Write out the entries verbatim and leave the images out of the copy.

╭──

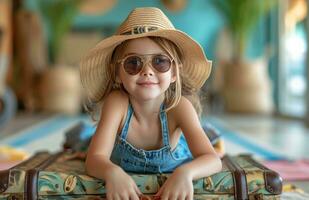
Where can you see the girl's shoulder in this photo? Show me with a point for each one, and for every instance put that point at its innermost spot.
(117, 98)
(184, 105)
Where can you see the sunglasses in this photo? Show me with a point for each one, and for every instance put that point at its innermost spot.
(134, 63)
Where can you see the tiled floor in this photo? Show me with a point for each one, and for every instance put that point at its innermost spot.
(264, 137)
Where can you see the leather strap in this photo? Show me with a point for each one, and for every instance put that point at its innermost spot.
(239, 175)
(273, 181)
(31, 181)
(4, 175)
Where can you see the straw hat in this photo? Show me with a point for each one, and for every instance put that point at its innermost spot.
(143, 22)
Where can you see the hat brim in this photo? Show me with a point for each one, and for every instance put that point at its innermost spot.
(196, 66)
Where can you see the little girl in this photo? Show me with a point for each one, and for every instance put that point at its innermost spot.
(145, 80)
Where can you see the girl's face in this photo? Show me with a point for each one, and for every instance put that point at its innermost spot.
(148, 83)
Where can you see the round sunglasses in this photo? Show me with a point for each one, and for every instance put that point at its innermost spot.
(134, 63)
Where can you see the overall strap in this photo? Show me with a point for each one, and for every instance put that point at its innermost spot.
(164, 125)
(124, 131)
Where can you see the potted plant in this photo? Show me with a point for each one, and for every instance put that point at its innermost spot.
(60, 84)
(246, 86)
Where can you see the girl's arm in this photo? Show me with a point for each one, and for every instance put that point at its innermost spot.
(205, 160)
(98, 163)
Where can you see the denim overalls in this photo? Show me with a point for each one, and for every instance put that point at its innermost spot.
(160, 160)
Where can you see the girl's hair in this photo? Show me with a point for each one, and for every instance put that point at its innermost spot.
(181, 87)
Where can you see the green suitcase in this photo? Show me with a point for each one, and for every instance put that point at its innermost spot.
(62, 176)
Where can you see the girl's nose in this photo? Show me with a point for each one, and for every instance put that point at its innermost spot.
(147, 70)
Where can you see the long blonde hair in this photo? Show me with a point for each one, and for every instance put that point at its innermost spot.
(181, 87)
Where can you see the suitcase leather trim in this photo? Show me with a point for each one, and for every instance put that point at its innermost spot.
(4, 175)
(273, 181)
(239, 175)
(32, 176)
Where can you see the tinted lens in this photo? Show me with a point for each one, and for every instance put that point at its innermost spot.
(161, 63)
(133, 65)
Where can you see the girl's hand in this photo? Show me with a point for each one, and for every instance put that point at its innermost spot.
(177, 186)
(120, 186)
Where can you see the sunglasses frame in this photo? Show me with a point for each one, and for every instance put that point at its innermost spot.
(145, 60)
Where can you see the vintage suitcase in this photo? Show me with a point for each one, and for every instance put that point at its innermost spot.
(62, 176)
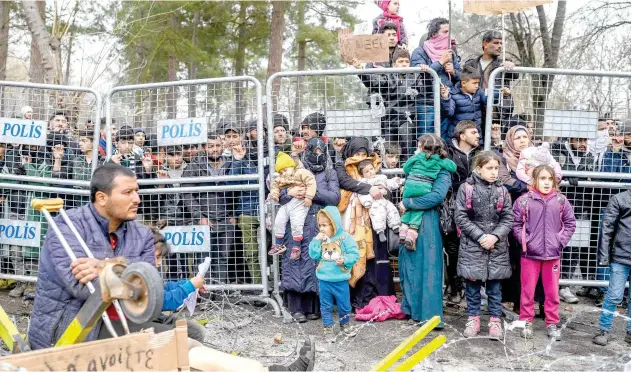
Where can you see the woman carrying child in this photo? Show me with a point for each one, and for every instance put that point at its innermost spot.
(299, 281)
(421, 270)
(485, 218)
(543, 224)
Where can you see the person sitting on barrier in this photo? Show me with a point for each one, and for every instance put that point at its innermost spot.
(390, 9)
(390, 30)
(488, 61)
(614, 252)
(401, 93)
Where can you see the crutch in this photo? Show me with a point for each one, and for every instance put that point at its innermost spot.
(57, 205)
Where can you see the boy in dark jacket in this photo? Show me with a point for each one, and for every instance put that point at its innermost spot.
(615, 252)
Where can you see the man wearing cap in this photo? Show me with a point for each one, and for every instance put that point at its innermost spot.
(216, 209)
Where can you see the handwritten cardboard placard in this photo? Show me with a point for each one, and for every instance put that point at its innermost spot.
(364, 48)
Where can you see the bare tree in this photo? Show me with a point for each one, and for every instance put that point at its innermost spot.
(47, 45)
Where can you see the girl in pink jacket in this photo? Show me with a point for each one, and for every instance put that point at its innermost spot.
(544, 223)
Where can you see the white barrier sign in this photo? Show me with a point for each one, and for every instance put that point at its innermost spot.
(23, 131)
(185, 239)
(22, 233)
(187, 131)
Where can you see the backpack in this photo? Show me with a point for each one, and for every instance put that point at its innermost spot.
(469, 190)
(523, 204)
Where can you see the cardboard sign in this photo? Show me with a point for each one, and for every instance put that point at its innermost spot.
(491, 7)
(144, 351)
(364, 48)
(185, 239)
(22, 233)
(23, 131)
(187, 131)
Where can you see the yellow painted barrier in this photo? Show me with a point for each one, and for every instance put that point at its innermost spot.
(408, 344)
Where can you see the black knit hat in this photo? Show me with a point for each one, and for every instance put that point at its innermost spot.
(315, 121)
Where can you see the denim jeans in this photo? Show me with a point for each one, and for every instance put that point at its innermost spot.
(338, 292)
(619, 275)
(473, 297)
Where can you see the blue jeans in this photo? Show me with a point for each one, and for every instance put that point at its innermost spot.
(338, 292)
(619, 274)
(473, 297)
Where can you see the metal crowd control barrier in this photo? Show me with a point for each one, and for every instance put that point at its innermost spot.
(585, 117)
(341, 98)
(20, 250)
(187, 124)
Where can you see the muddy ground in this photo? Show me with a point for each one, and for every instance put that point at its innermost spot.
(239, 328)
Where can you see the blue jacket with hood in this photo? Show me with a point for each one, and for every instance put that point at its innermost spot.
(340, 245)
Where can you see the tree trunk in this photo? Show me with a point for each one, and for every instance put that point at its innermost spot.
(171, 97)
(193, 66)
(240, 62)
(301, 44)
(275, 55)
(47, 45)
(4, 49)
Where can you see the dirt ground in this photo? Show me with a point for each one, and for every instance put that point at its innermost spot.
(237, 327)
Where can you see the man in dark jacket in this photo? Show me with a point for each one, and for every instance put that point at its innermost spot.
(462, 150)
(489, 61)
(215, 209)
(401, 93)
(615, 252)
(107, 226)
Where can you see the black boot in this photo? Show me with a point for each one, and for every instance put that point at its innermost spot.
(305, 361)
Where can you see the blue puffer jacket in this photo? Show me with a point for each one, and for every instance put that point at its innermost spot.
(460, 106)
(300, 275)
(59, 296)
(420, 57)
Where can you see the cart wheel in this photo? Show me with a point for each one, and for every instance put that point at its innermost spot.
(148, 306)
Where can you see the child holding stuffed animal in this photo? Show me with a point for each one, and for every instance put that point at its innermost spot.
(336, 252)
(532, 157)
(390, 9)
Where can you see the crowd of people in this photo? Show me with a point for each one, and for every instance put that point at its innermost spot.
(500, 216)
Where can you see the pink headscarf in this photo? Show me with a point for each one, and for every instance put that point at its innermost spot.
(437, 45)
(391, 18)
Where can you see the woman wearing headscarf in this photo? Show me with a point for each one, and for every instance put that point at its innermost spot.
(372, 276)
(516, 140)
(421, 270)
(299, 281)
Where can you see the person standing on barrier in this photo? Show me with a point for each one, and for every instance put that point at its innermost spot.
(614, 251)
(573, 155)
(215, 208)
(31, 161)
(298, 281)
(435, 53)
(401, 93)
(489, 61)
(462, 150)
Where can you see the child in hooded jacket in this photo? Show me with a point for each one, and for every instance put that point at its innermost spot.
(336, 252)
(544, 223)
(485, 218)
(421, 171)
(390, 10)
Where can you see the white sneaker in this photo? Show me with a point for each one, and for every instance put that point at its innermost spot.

╰──

Task result
Where can you see the girl's shoulder in this photo? Show me with a point for each one, and for every instance put that point at its innermost spot.
(117, 98)
(184, 105)
Where can you see the sunglasses in this photo? Show me with a point for each one, and for every instance put that point at its innermost spot.
(134, 63)
Where can you see the tiled floor in this photo? Show me with a point for each one, and for every instance put that point at its innermost spot.
(264, 137)
Where can you see the leather strap in this photo? Show me with a point for each one, and for every instance put that point at its innermost spot.
(239, 175)
(273, 181)
(31, 181)
(4, 175)
Where can you see the straw hat in this photo? Show me with a point for each one, and for every instance put that point at its innermost spot.
(143, 22)
Where can you see the hat brim in this photo? Show me with a point for each one, and for every instance put that point at its innermost spot.
(196, 66)
Where can you see the little girl in this photo? Show me with a point for each one, and for every instance put that point at its innermost spot.
(145, 80)
Where can you see the girl's face in this photo? Show me with a point for each one, and for every instance put that point at its innermost spot.
(148, 83)
Where can you see the round sunglasses in this photo? Show me with a point for each one, and for every instance put that point at its innermost spot.
(134, 63)
Where can you see the overall strap in this photo? Show me with a point for each one, and for every instance put that point at its innermost spot.
(164, 125)
(124, 131)
Where can you see the potted plant in this photo? Show me with a point for each one, and for every instance put that point at its innermost spot.
(60, 84)
(246, 86)
Where can you see the girl's arm in this photo? Show me with a point for each one, and for every instance put that point at its innermost spot.
(205, 160)
(98, 163)
Where can you see the denim overalls in this photo? Show me with a point for each one, and for every instance put that point at its innermost spot.
(160, 160)
Where can you see the girl's hair in this photo? Show me with a point for each one, and for every instance put that point at its innermost spot.
(181, 87)
Where can you see the green suitcase in this photo? Show me with a point for each one, and for every instance put that point at its innermost spot.
(62, 176)
Where can you see the girl's nose in this photo? Show me with a point for each one, and for every instance put that point at its innermost spot.
(147, 70)
Where can you see the long blonde hair in this photo? Show me with a point for each one, and for every instance put that point at its innermost spot.
(181, 87)
Where can you see the suitcase leather trim in this photo? Show me with a point for each one, and for every instance put that point at its innermost spot.
(4, 175)
(273, 181)
(239, 175)
(32, 176)
Where can you see the tinted lens in this photo? Show me with a point for each one, and for every instance put that point at its innermost spot.
(161, 63)
(133, 65)
Where can you see the girl's hand in this photo? Show me with a point for each one, and for every instance put that point at its innermost spot.
(177, 186)
(120, 186)
Where can you see the sunglasses frame in this photo? Show me with a point for each one, and for every instance put that point at its innermost spot.
(145, 60)
Where can you see the vintage suitcase in this photo? Show me with a point for each one, and for every instance put that point at its innermost spot.
(62, 176)
Where can you see the woman carrying child in this photo? Show me with a point for each one, and for every instance put that point at its innermost spot.
(299, 281)
(421, 270)
(485, 218)
(543, 224)
Where can you see the person sitting on barrier in this photo? Show me with a point for each one, and for every instance put that point at its innermost spot.
(390, 9)
(390, 30)
(488, 61)
(614, 252)
(401, 93)
Where can you see the crutch in this photo? Show me with a point for each one, and for every instance put that point at its innermost spot.
(57, 205)
Where can you see the boy in dark jacket in this photo? Show me with a point for each one, and for every instance put that point at its innermost spot.
(615, 252)
Where can you see the man wearing cap in this photo? Show me with a point for each one, and for every instance put that point at its innermost spot.
(216, 209)
Where can you see the handwritten cardboard placard in this photo? Show me with a point for each one, and for every instance put that point at its innermost spot.
(364, 48)
Where can you see the bare tree in this photo? Show me with a point for each one, and for every instance put that point at its innermost spot.
(47, 45)
Where can you see the girl in pink jacket in this photo? Show me with a point for each one, and for every instance put that point at its innermost spot.
(544, 223)
Where can you see the white barrier sign in this photo? Show me with a point for each one, and for every instance put that point at its innermost spot.
(23, 131)
(185, 239)
(22, 233)
(187, 131)
Where can you see the backpack in this photo? Show me with a point for each one, and for every instance put that point at its innermost spot.
(469, 190)
(523, 204)
Where can you see the cardboard sign in this photo? Show me with a point for each one, and for every instance put that point at its innermost spot.
(491, 7)
(144, 351)
(364, 48)
(185, 239)
(22, 233)
(23, 131)
(187, 131)
Where can you see the yellow painted barrier in this photo? Show me with a point for each one, and for every instance put that point at its innermost spot.
(408, 344)
Where can you see the black knit hat in this photo? Show me with a point for each one, and for every instance put that point at its innermost spot.
(315, 121)
Where can you see the denim jeans in this photo? Show me with a point for each one, and for every instance put that point at its innermost spot.
(338, 292)
(619, 275)
(473, 297)
Where can you see the blue jeans in this photo? Show me with a point for each one, and for every instance put that point at its innermost spot.
(338, 292)
(619, 274)
(473, 297)
Where can you see the metal crowd control barrier in this photo? Show me with a point for each one, and for every instance put that point at its innermost spot.
(585, 117)
(341, 98)
(20, 250)
(187, 124)
Where can you see the muddy ground in this photo? Show me with a point for each one, and for every instance put that point at its innermost spot.
(239, 328)
Where can you see the blue jacket with hood in this photo? Show me with a point for each one, and for every instance put that point at its innermost spot.
(340, 245)
Where can you see the tree trunk in this photo? Show me with a point for each one, and for every instance put that point at its innermost spot.
(171, 97)
(193, 66)
(240, 62)
(301, 44)
(275, 55)
(47, 45)
(4, 49)
Where can you see the dirt ground in this photo? Show me with a point for each one, and for every instance put that point at its innermost spot.
(237, 327)
Where can you see the man in dark jacket in this photo? Show me with a point for each one, and for every instance put that point at its innermost spot.
(462, 150)
(489, 61)
(215, 209)
(401, 93)
(615, 252)
(107, 226)
Where can you see the black boot in this photo? Show me with a point for each one, and for every instance put that point at its innermost spot.
(305, 361)
Where can you see the blue puffer jacket in this photo? Show me with a point for each one, and for every instance put that point at its innermost spot.
(460, 106)
(300, 275)
(59, 296)
(420, 57)
Where can you see the cart wheel in this photo? Show me with a point for each one, and for every instance put that point at its innermost spot.
(148, 306)
Where can you see the child holding stuffed animal in this photo? Show me with a point for each one, and for every instance put that point at its innermost spot.
(336, 252)
(532, 157)
(390, 9)
Where can you see the crowd of people in this photo? Show me with a point for each one, and for every instance put that point at its innermost spot.
(500, 216)
Where can you see the pink headscarf in this photo? Show me with a point for each one, and for every instance put that point at its innermost spot.
(437, 45)
(391, 18)
Where can you see the woman wearing headscarf in this photo? Show me with a point for each one, and for every instance put that point at its innermost spot.
(372, 276)
(516, 140)
(421, 270)
(299, 281)
Where can you see the person standing on barrier in this photo? Show me with a point for each one, and for every instance put that point at its innermost spot.
(614, 251)
(573, 155)
(215, 208)
(31, 161)
(298, 281)
(435, 53)
(401, 93)
(489, 61)
(462, 150)
Where can you see the child in hooded jacket in this photo? Show me with a point for each one, and for every instance put that point at its innermost spot.
(336, 252)
(544, 223)
(485, 218)
(421, 171)
(390, 10)
Where can you see the white sneaker in this photo? Show me with a point for each one, and for every instance put that point at its innermost spot.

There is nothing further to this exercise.